### Compiti assegnati:
[1] Nel testo sull'accesso abusivo ai sistemi informatici, quali sentenze avevano espresso un orientamento diverso e contrastante?
[2] Prosegui il testo sull'accesso abusivo ai sistemi informatici, riprendendo dopo la sua ultima frase.

In tale prospettiva ermeneutica, la norma posta dall’art. 615-ter cod. pen., nel configurare il reato di “accesso abusivo”, sanziona non solo la condotta del cosiddetto hacker o “pirata informatico”, cioè di quell’agente che, non essendo abilitato ad accedere al sistema protetto, riesca tuttavia ad entrarvi scavalcando la protezione costituita da una chiave di accesso (password), ma anche quella del soggetto abilitato all’accesso, e perciò titolare di un codice d’ingresso, che s’introduca legittimamente nel sistema, per finalità però diverse da quelle delimitate specificamente dalla sua funzione e dagli scopi per i quali la password gli è stata assegnata.

L’enunciata interpretazione era stata ribadita, sempre dalla Quinta Sezione, con le sentenze: n. 37322 del 08/07/2008, Bassani, n. 1727 del 30/09/2008, Romano, n. 13006 del 13/02/2009, Russo, n. 2987 del 10/12/2009, Matassich, n. 19463 del 16/02/2010, Jovanovic, n. 39620 del 22/09/2010 lesce.

In particolare, nelle sentenze Bassani e Lesce, era stato espressamente enunciato che il primo comma dell’art. 615-ter cod. pen. sanziona non soltanto l’introduzione abusiva in un sistema informatico protetto, ma anche il mantenersi al suo interno – contro la volontà espressa o tacita di chi abbia il diritto di escluderlo – da parte di soggetto abilitato, il cui accesso, di per sé legittimo, diviene abusivo, e perciò illecito, per il suo protrarsi all’interno del sistema per fini e ragioni estranee a quelle d’istituto.

Un orientamento diverso e contrastante era stato espresso, invece, dalle sentenze Migliazzo (Sez. 5, n. 2534 del 20/12/2007), Scimia (sez.5, n. 26797 del 29/5/2008), Peparaio (Sez. 6, n. 3290 del 08/10/2008), Genchi (Sez. 5, n. 40078 del 25/06/2009), che avevano valorizzato il dettato della prima parte del primo comma dell’art. 615-ter cod. pen., e avevano ritenuto perciò illecito il solo accesso abusivo, e cioè quello effettuato da soggetto non abilitato, mentre sempre e comunque lecito consideravano l’accesso del soggetto abilitato.

ancorché effettuato per finalità estranee a quelle d’ufficio (espressamente sul punto la sentenza Peparaio) e perfino illecite (cosi la sentenza Scimia).

### Dati forniti:

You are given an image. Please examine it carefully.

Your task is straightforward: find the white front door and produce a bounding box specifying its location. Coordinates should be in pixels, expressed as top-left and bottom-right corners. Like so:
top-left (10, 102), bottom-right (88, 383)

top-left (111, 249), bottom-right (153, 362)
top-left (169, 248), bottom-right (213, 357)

### Risposte fornite:
[1] Le sentenze Migliazzo, Scimia, Peparaio e Genchi.

[2]
6. A fronte del contrasto giurisprudenziale dianzi delineato, il Collegio della Quinta Sezione, ex art. 618 cod. proc. pen., ha rimesso i ricorsi alle Sezioni Unite, ed il Primo Presidente, con decreto in data 24 giugno 2011, ne ha disposto la trattazione alla odierna pubblica udienza.

CONSIDERATO IN DIRTI IO

1. La questione di diritto per la quale i ricorsi sono stati rimessi alle Sezioni Unite è la seguente: «se integri la fattispecie criminosa di accesso abusivo ad un sistema informatico o telematico protetto la condotta di accesso o di mantenimento nel sistema posta in essere da soggetto abilitato ma per scopi o finalità estranei a quelli per i quali la facoltà di accesso gli è stata attribuita».

2. Il quesito inerisce alla fattispecie criminosa, introdotta dalla legge 23 dicembre 1993, n. 547 e prevista dall’art. 615-ter cod. pen., che sanziona (primo comma) il fatto di «Chiunque abusivamente si introduce in un sistema informatico o telematico protetto da misure di sicurezza ovvero ivi si mantiene contro la volontà espressa o tacita di chi ha il diritto di escluderlo».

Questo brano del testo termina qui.